Tarefa proposta
Copie sem mudar nada as linhas dos dados que vão da linha com "For inventory purposes, determine whether the low-rise" até a linha com "240;92;273;99", incluindo essas duas.

Dados listados
* * *

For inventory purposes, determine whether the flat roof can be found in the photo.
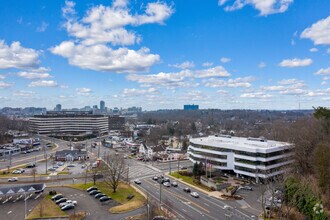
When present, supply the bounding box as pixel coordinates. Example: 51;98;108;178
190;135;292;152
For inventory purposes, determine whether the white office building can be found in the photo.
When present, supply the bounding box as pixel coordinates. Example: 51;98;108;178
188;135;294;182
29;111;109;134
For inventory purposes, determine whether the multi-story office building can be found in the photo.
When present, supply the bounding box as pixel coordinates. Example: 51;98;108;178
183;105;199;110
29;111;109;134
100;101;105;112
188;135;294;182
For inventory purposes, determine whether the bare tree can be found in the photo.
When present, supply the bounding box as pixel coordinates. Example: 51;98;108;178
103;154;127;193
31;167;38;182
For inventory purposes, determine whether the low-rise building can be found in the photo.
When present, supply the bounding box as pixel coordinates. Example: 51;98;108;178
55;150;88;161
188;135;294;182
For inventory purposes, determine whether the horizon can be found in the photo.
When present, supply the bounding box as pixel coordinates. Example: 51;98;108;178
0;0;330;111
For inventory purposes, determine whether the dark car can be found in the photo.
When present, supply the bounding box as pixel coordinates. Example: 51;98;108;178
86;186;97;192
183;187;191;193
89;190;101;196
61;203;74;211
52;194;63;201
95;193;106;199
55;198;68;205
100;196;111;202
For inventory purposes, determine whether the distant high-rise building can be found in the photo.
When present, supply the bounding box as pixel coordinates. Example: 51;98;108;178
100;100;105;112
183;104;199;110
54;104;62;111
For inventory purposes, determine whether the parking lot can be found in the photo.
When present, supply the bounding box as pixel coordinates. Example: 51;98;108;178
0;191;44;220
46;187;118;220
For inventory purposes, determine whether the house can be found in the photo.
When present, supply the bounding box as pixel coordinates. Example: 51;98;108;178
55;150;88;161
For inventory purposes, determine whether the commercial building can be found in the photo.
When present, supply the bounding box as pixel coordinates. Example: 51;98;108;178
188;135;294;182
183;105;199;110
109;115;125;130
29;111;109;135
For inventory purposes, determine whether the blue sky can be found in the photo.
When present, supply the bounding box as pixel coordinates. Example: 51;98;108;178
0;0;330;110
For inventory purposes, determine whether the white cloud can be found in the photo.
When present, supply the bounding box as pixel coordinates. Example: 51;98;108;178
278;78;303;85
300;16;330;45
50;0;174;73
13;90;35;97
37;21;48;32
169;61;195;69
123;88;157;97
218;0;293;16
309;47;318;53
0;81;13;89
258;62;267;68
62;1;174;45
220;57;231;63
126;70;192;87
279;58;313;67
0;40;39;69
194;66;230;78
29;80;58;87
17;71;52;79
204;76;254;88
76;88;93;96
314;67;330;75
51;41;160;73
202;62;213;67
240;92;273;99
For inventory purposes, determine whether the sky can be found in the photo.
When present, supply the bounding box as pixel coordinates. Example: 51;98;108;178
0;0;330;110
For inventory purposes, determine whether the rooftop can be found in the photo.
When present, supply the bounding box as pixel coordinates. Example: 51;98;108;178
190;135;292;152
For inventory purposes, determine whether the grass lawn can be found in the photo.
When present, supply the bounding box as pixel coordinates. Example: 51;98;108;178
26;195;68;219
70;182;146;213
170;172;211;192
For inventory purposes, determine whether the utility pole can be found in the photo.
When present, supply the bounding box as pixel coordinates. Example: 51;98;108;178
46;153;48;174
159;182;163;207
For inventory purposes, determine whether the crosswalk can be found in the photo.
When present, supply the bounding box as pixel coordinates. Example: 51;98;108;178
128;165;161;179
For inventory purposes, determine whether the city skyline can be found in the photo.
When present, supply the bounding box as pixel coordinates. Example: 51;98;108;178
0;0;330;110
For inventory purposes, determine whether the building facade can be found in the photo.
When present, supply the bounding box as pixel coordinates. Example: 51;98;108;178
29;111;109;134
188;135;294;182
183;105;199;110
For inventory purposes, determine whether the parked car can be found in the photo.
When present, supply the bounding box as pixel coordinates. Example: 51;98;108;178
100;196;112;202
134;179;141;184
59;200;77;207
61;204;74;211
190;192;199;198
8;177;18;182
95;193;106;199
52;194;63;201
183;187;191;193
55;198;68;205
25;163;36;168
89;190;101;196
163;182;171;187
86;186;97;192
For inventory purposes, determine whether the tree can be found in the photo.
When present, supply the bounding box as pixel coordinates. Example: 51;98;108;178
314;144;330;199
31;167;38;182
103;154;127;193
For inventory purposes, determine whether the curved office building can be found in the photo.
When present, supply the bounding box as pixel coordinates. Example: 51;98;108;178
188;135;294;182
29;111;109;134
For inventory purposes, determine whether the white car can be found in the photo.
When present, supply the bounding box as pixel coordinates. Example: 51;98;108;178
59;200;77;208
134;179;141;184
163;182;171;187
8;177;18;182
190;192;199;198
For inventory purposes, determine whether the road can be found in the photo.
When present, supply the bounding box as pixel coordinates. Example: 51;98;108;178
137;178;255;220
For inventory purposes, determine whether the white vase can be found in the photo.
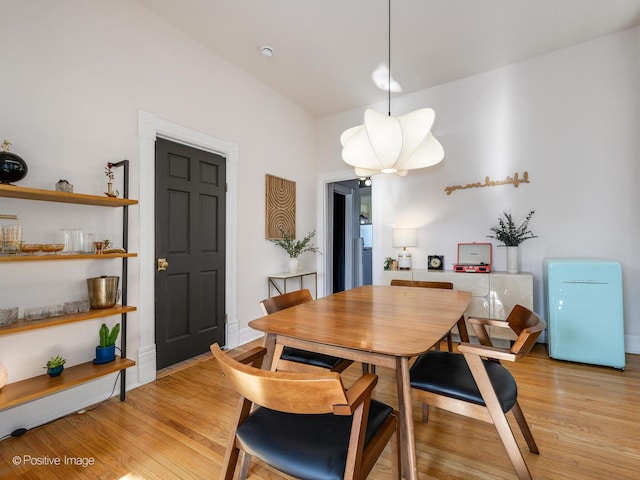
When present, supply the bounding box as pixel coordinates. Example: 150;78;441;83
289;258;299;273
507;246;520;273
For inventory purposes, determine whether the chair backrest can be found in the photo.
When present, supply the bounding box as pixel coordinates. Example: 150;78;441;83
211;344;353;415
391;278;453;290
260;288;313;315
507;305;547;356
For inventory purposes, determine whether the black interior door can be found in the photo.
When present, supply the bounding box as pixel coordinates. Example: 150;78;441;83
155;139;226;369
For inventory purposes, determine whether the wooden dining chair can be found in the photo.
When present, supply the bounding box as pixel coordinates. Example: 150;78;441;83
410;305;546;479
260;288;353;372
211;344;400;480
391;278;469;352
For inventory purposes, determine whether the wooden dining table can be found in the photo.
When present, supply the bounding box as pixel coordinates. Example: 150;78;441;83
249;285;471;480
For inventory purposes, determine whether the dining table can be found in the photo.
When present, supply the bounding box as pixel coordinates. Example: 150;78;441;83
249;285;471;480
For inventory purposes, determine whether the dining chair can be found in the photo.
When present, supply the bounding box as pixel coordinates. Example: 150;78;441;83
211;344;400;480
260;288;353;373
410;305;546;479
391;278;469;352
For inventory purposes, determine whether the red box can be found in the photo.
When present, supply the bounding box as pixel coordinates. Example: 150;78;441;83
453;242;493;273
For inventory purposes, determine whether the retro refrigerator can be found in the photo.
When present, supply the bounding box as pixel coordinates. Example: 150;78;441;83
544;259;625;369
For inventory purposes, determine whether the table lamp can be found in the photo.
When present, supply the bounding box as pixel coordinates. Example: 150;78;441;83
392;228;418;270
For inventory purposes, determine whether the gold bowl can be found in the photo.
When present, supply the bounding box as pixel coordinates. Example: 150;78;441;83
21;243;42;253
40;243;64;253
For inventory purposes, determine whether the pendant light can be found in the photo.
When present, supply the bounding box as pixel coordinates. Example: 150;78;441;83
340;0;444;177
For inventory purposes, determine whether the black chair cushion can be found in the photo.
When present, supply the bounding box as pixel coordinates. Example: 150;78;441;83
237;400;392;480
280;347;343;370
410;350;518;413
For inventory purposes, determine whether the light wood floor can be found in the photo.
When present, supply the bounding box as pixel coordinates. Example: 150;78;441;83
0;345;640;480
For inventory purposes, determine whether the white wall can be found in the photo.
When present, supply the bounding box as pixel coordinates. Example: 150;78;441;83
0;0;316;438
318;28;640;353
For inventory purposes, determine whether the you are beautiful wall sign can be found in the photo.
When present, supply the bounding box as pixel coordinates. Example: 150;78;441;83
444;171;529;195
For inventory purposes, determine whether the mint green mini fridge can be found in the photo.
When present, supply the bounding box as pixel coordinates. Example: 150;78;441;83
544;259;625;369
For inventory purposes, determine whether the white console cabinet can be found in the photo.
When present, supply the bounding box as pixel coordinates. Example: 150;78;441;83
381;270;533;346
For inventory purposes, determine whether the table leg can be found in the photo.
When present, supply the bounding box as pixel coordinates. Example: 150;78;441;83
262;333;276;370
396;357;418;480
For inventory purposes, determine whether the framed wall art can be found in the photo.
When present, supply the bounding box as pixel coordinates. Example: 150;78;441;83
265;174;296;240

* * *

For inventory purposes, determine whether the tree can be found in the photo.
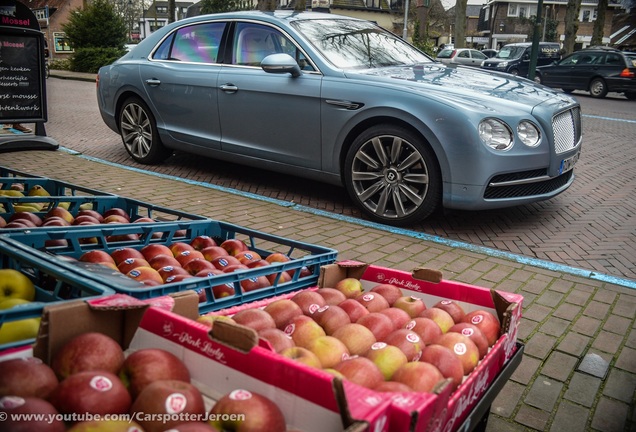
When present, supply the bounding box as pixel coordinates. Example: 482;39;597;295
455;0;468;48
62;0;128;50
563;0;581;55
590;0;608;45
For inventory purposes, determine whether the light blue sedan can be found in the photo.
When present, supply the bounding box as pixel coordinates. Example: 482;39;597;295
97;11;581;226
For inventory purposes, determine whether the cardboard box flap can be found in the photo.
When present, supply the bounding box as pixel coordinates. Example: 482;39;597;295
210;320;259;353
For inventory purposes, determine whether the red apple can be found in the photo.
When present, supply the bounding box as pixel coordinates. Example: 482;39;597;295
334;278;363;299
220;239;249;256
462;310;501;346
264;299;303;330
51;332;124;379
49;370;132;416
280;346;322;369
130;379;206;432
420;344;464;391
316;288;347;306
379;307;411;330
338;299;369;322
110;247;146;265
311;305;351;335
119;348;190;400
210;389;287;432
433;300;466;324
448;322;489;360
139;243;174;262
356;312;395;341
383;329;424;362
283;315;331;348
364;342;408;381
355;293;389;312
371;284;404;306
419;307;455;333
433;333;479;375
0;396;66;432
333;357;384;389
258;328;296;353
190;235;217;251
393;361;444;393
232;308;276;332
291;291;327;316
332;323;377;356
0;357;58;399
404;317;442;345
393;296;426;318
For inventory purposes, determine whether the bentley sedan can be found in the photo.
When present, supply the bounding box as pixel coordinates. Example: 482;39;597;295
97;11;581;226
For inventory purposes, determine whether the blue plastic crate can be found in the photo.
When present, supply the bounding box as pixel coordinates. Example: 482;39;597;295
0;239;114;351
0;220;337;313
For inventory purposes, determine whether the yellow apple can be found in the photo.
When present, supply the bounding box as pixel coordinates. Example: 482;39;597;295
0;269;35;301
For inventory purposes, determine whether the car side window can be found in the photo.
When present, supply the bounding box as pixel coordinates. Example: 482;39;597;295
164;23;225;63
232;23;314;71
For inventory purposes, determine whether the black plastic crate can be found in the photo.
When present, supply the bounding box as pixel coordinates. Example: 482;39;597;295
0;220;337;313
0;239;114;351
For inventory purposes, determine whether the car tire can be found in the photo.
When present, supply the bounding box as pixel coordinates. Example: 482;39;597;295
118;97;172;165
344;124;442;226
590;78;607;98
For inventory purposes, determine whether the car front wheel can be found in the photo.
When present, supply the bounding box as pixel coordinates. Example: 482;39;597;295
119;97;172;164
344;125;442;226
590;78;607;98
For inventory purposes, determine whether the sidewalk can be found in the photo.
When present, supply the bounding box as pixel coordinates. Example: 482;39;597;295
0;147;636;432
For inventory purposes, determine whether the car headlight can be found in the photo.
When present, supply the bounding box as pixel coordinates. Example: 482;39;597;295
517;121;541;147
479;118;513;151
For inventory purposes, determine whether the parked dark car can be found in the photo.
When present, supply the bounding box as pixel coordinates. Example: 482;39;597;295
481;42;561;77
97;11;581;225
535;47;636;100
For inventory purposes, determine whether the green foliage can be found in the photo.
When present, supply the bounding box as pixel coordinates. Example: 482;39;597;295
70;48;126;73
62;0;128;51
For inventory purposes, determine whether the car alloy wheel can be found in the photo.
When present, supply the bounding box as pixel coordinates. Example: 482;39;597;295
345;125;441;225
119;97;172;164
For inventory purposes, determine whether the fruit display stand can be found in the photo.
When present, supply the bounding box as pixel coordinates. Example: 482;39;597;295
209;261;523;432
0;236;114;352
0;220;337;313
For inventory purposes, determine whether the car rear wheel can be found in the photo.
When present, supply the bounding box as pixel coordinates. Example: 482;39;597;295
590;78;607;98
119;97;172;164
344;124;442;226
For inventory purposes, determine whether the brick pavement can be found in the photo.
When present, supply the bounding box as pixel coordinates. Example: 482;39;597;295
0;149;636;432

* * *

Resultado do exercício
For inventory purposes, determine whether the low-rise building can be found in the photo.
When present, supply the bounding box as pixel coordinates. Example: 51;98;108;178
55;150;88;161
188;135;294;182
For inventory purposes, determine whether the horizon can be found in the photo.
When present, supply the bounding box as pixel coordinates. Example: 51;98;108;178
0;0;330;111
For inventory purposes, determine whether the dark car can be found in the photo.
When present, supply the bounding box as pixel coordinates. Example: 51;98;108;178
86;186;97;192
183;187;191;193
89;190;101;196
61;203;74;211
52;194;63;201
95;193;106;199
55;198;68;205
100;196;111;202
For inventory purposes, determine whether the distant high-rise building can be found in the photo.
When present, supply the bounding box as pixel coordinates. Example: 51;98;108;178
100;100;105;112
183;104;199;110
54;104;62;111
For inventory purposes, determine whether the parking lot can be found in the photo.
When present, supply the bounding box as pixel coordinates. Example: 51;98;108;178
0;191;44;220
46;187;118;220
For inventory purposes, determine whether the house can be found in the photo.
When present, supply the bounding box as pixel coordinates. Example: 51;98;108;178
55;150;88;161
For inventory purposes, determine whether the commercial building can be found in the photo.
When present, supply the bounding box as pixel coordinates. Example: 51;98;108;178
188;135;294;182
183;105;199;110
109;115;125;130
29;111;109;135
For inventory purposes, determine whether the blue sky can be found in the photo.
When present, supply the bounding box as pixel coordinates. Example: 51;98;108;178
0;0;330;110
For inventory purposes, determine whether the white cloud can be found in the photo.
When present, supply the bounding box as pixel coordinates. Example: 51;98;108;178
278;78;303;85
300;16;330;45
50;0;174;73
13;90;35;97
37;21;48;32
169;61;195;69
123;88;157;97
218;0;293;16
309;47;318;53
0;81;13;89
258;62;267;68
62;1;174;45
220;57;231;63
126;70;192;87
279;58;313;67
0;40;39;69
194;66;230;78
29;80;58;87
17;71;52;79
204;76;254;88
76;88;93;96
314;67;330;75
51;41;160;73
202;62;213;67
240;92;273;99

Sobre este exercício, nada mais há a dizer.